Task details: Straight copy, no pictures: transcribe each entry as it stands.
━━ Extracted records
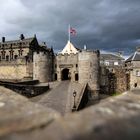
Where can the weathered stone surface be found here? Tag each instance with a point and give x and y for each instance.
(18, 113)
(113, 119)
(60, 96)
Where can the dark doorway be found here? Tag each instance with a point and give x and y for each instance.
(65, 74)
(55, 76)
(76, 77)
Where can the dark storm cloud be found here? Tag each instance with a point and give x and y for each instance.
(101, 24)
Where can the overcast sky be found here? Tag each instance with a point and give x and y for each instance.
(108, 25)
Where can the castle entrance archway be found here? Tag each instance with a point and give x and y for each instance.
(65, 74)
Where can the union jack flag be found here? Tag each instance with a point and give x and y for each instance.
(72, 31)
━━━━
Solution to this problem:
Where can the weathered stone surface be found here? Tag each instance with a point and give x and y for each instance.
(18, 113)
(113, 119)
(60, 96)
Where can the dark doorway be found here? Tag each instance with a point and give x and y for each instance.
(65, 74)
(55, 76)
(76, 77)
Where can the dark storm cloud be found here? Tag each instance with a point and give x and y for each instance.
(101, 24)
Where can the overcast sky be found here? Tag each instance with a point and give x and y for each instance.
(108, 25)
Where can the castle entrance archway be found here? Tag each instance with a point and give x and y for each instance.
(65, 74)
Where can the union jack flag be found here? Tag each instance with a point and give x and y for each instance.
(72, 31)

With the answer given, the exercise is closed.